Provided text:
Court grants delay of Cailf. law banning conversion therapy on LGBT minors
By LGBTQ Staff Reports
SAN FRANCISCO — A federal appeals court on Friday blocked the start of a new California law that prohibits therapists from practicing sexual orientation conversion, or “reparative,” therapy on minors.
A three-judge panel of the U.S. Court of Appeals for the Ninth Circuit issued an emergency order Friday putting the law on hold until it can hear full arguments on the issue.
The law was set to take effect Jan. 1 — today’s decision temporarily postpones that date until the court rules on the underlying appeal of a decision earlier this month by Judge Kimberly Mueller of the U.S. District Court for the Eastern District of California. In her ruling, Mueller denied a request by an anti-LGBT organization to stop the law from going into effect.
Earlier this month, Mueller also granted a motion by Equality California, an LGBT advocacy group, to intervene in the lawsuit and defend the law alongside California Attorney General Kamala Harris, who represents the State of California defendants. Equality California is represented in the case by National Center for Lesban Rights (NCLR) and the law firm of Munger Tolles & Olson LLP.
The Ninth Circuit has put the case on a fast track and will rule on that appeal early next year.
The law, authored by state Sen. Ted Lieu, was co-sponsored by NCLR, Equality California, Gaylesta, Courage Campaign, Lambda Legal, and Mental Health America of Northern California, and supported by dozens of organizations. Gov. Jerry Brown signed the law on Sept. 29.
If the court rules in favor of the law, California would become the first state in the nation to prohibit licensed mental health professionals from engaging in sexual orientation change efforts of any kind for a minor patient, regardless of a parent’s willingness or desire to authorize participation in such programs.

Study material:
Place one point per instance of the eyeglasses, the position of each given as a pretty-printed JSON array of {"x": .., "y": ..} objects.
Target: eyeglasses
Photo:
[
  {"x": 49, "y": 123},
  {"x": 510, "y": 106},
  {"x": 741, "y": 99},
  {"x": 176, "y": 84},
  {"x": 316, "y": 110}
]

Your tasks:
a) List every organization that the article on the California conversion therapy law names as a co-sponsor of the law.
b) According to the article on the California conversion therapy law, on what date did Gov. Jerry Brown sign the law?
c) From the article on the California conversion therapy law, return the passage between "The law was" and "early next year.", inclusive.

Task solutions:
a)
- NCLR
- Equality California
- Gaylesta
- Courage Campaign
- Lambda Legal
- Mental Health America of Northern California

b) Sept. 29.

c)
The law was set to take effect Jan. 1 — today’s decision temporarily postpones that date until the court rules on the underlying appeal of a decision earlier this month by Judge Kimberly Mueller of the U.S. District Court for the Eastern District of California. In her ruling, Mueller denied a request by an anti-LGBT organization to stop the law from going into effect.
Earlier this month, Mueller also granted a motion by Equality California, an LGBT advocacy group, to intervene in the lawsuit and defend the law alongside California Attorney General Kamala Harris, who represents the State of California defendants. Equality California is represented in the case by National Center for Lesban Rights (NCLR) and the law firm of Munger Tolles & Olson LLP.
The Ninth Circuit has put the case on a fast track and will rule on that appeal early next year.